CONSIGNES:
#1 Résumez en deux phrases le texte sur Igloolik ultima.
#2 Recopiez, s'il vous plaît, le passage du texte sur Igloolik ultima qui va de « 23. Igloolik ultima » à « jardin par l’expérience des sens. ».
#3 Répondez aux questions suivantes sur le texte sur Igloolik ultima.
(a) Que veut dire « Igloolik » ?
(b) Quel exemple est donné pour la disparition d'espèces et l'interruption de la chaîne alimentaire ?
(c) Quelles nations sont citées pour l'intégration qui entraîna de nombreux déplacements ?

EXTRAIT CHOISI:

____

23. Igloolik ultima
Lieux fantasmagoriques où notre rapport au monde est bousculé, les régions polaires et leurs habitants autochtones vont être confrontés à la menace d’un bouleversement climatique majeur. Igloolik ultima est une métaphore ontologique où les devenirs « femme, homme & chaman » s’incarnent dans un jardin par l’expérience des sens.
En effet, les régions polaires, attirant depuis toujours les plus ambitieux des explorateurs, sont sous l’épée de Damoclès d’un changement climatique majeur, trouvant de nombreuses causes dans la civilisation occidentale : réchauffement de la planète (gaz à effet de serre et fonte des calottes polaires), disparition d’espèces & interruption de la chaîne alimentaire (exemple des baleines), colonisation pour enjeux géostratégiques (réserves importantes d’hydrocarbure), etc. Le monde scientifique actuel s’accorde à reconnaître les régions polaires comme les meilleures indicateurs des perturbations climatiques à l’échelle planétaire et bien que reculées et très peu habitées, elles figurent parmi les régions les plus polluées du globe car de nombreux courants marins et atmosphériques s’y rejoignent.
Alors que la mythologie inuit de la peur renvoie aux rudes conditions de survie en milieu hostile mais sans frontière entre les mondes qu’ils soient réels ou de la réalité subtile des chamans, notre écologie occidentale de la peur et de la sécurité renvoie quant à elle à des jeux de pouvoirs en total inadéquation avec la question de l’être au monde : construction de murs, clôtures, vidéo surveillance, circulations contrôlées...
Le processus lent d’adaptation aux conditions polaires s’est vu perturbé depuis l’arrivée des hommes « blancs » (commerçants de fourrures, missionnaires, baleiniers, prospecteurs etc) qui ont focalisé sur le développement économique, sans en assumer les responsabilités et conséquences : dépendances économiques, alcool, drogues, conflits politiques, introduction de maladies contagieuses, problèmes écologiques, racisme...
Enfin, l’intégration aux nations du Canada, États-Unis, Québec et Russie entraîna de nombreux déplacements, particulièrement pour les amérindiens polaires.
Malgré une histoire chargée de difficultés, qu’elles soient techniques ou politiques, les peuples polaires ont malgré tout conservé une tradition orale, un chamanisme et un attachement à leur territoire. C’est ce lien, subtil que le jardin se propose d’explorer par l’expérience des sens.
Igloolik veut dire : là où il y a des maisons et les inuits signifie «les hommes» ou « les gens ».
Ultima igloolik est donc le lieu où se trouvent les maisons des âmes incarnées.

____

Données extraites
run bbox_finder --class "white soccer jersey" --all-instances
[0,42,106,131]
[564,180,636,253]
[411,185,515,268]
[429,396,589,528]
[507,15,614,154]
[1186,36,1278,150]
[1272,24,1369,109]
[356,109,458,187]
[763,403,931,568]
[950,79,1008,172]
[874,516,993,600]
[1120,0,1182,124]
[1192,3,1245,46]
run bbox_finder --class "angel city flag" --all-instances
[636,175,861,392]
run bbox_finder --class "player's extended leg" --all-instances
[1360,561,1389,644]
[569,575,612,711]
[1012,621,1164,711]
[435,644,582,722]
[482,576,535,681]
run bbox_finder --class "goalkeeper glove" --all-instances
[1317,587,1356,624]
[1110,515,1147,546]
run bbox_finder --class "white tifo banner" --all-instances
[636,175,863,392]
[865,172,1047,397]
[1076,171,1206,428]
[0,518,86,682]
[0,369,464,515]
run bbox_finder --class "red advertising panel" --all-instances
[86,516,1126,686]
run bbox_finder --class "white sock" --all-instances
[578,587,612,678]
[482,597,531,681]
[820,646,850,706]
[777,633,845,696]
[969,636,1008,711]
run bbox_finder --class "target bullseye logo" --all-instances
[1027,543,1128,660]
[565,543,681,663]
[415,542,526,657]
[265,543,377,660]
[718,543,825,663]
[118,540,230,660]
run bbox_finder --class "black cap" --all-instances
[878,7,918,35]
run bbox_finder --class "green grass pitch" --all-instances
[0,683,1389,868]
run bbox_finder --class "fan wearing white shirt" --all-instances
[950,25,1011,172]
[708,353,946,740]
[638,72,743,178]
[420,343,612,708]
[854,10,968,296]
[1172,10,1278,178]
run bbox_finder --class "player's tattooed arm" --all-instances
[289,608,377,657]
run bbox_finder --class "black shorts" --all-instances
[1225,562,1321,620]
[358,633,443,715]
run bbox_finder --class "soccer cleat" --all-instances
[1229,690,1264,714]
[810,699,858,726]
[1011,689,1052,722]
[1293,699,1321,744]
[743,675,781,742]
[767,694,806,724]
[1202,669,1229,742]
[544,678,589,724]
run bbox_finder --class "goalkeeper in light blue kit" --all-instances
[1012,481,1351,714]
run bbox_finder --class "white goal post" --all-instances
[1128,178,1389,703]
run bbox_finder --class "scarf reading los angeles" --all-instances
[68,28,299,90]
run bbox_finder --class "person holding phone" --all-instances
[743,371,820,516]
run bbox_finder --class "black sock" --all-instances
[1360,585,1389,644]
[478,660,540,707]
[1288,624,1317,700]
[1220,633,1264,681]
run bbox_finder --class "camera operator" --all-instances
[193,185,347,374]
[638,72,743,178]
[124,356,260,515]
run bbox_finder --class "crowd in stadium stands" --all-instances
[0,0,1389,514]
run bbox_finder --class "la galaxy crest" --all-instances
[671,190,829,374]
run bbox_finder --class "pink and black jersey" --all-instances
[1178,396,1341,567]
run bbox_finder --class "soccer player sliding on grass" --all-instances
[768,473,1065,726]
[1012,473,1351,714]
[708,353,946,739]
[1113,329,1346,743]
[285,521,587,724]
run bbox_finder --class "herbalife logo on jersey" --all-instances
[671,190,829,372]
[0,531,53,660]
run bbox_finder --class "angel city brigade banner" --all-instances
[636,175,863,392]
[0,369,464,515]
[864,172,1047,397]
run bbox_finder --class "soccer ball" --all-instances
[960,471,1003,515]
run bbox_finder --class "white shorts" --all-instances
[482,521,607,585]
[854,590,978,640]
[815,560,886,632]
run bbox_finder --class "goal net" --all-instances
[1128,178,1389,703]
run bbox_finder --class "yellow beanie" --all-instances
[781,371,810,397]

____

RÉPONSES DANS L'ORDRE:
#1 Les régions polaires, reconnues comme les meilleurs indicateurs des perturbations climatiques et parmi les plus polluées du globe, sont menacées par un changement climatique majeur dont de nombreuses causes se trouvent dans la civilisation occidentale, et leurs peuples ont vu leur adaptation perturbée par l'arrivée des hommes « blancs » puis ont connu des déplacements liés à l'intégration aux nations. Ces peuples ont malgré tout conservé une tradition orale, un chamanisme et un attachement à leur territoire, lien que le jardin se propose d'explorer par l'expérience des sens.

#2
23. Igloolik ultima
Lieux fantasmagoriques où notre rapport au monde est bousculé, les régions polaires et leurs habitants autochtones vont être confrontés à la menace d’un bouleversement climatique majeur. Igloolik ultima est une métaphore ontologique où les devenirs « femme, homme & chaman » s’incarnent dans un jardin par l’expérience des sens.

#3
(a) Là où il y a des maisons.
(b) Les baleines.
(c) Le Canada, les États-Unis, le Québec et la Russie.